Task prompt: Please read the article on Shell's fuel-oil trading: where did Shell traders ring a bell to mark their earnings?

Excerpted text:
________________________
Royal Dutch Shell just rang the bell celebrating the fact that it made $1 billion from trading fuel oil this year.
It was able to use the new IMO 2020 rules designed to reduce shipping pollution to make a fortune. And you can, too.
According to Bloomberg:
Shell said that it made substantial money in fuel-oil trading in the third quarter. Shell traders celebrated hitting the $1 billion mark so far, likely the biggest by any one company in fuel oil this year, by ringing a bell on the company’s trading floor in London earlier this month.
The fuel-oil market has been shaken this year by the so-called IMO 2020 new regulations that ban the use of high-sulfur fuel oil, known as HSFO, to power ships. The rules are aimed at combating human health conditions such as asthma and environmental damage including acid rain. Prices are collapsing because the global shipping fleet, which burns more than 3% of the world’s oil, will instead have to consume very low sulfur fuel-oil, or VLSFO.
________________________
[Stored items from a collection]
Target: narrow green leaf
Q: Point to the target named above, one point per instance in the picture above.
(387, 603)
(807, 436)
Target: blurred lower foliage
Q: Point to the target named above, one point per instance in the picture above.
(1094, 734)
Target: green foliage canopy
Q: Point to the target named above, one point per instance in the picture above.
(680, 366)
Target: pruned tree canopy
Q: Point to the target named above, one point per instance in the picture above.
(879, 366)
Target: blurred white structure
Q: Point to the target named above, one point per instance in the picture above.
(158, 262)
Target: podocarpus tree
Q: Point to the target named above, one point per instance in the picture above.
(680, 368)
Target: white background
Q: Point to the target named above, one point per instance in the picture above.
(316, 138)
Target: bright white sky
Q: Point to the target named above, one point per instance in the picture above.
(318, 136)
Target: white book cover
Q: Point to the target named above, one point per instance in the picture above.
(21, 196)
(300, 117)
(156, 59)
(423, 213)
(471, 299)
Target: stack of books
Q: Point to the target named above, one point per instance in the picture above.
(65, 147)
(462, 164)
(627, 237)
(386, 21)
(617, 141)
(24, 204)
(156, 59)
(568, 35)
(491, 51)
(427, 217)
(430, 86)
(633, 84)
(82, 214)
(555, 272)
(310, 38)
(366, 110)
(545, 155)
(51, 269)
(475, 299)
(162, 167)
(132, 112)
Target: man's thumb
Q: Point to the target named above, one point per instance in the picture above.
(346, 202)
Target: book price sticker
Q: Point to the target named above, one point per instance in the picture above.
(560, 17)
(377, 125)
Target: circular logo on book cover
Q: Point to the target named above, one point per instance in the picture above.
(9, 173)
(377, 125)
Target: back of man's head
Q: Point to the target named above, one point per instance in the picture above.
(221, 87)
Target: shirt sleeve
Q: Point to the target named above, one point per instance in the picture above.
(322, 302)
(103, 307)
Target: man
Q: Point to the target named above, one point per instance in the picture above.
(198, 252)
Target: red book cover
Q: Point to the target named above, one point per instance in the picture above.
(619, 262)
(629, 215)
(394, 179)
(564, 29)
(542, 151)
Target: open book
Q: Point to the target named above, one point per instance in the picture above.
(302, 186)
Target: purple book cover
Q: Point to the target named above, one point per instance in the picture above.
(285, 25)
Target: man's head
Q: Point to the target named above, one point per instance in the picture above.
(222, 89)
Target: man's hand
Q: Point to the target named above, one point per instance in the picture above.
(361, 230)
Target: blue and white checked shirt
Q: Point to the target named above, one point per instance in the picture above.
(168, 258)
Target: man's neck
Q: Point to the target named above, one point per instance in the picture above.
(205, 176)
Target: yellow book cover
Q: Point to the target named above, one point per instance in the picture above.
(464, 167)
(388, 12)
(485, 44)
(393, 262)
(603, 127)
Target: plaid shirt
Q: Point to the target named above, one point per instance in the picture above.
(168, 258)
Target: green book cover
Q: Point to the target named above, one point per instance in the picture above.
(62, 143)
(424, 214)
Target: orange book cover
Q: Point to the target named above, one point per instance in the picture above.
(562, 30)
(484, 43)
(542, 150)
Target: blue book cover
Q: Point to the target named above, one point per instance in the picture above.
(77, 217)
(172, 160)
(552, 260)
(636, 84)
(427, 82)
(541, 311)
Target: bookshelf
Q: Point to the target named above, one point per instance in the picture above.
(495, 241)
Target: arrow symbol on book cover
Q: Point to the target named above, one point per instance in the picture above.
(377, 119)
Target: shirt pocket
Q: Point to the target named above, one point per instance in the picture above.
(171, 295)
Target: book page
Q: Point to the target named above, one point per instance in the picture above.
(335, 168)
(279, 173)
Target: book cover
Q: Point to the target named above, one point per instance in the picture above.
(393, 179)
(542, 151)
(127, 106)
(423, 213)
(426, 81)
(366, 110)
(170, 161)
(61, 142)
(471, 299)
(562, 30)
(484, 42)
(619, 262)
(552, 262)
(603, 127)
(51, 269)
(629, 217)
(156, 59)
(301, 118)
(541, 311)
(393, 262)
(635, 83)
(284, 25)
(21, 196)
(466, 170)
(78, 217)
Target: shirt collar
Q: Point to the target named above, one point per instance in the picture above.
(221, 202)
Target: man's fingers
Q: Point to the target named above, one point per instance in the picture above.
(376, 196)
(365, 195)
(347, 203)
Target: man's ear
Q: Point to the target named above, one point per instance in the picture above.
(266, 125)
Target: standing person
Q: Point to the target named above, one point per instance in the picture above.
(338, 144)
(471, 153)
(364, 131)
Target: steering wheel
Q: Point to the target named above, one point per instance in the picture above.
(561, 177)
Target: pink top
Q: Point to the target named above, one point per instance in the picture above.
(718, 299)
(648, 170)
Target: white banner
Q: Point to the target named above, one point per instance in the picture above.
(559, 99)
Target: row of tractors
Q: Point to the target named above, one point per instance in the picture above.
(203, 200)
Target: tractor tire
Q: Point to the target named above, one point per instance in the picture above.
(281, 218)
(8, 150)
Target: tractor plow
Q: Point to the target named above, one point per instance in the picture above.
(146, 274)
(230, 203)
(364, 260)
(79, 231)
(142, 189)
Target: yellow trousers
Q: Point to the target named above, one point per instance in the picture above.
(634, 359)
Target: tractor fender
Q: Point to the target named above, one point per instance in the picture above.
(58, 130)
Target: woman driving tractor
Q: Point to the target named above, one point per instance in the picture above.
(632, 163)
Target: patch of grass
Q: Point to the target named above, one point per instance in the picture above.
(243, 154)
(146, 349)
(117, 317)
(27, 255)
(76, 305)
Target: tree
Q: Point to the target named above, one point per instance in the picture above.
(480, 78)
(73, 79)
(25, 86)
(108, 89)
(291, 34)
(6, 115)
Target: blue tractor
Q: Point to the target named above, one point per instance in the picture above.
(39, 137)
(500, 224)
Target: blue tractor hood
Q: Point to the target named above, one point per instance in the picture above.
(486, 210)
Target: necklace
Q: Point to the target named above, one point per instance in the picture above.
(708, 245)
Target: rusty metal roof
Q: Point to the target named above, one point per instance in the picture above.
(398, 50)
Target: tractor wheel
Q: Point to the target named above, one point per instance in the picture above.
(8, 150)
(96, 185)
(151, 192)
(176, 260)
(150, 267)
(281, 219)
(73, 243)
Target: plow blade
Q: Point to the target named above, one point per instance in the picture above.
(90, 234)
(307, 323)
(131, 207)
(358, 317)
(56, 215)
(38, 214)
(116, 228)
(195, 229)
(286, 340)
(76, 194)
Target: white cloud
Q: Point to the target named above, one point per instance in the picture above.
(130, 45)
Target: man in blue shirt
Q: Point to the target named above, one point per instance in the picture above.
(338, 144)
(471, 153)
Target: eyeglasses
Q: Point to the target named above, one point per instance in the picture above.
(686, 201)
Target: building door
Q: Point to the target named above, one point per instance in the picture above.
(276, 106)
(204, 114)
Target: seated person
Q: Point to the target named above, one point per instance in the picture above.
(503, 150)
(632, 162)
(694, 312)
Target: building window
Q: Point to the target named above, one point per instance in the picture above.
________________________
Completed task: On the company's trading floor in London.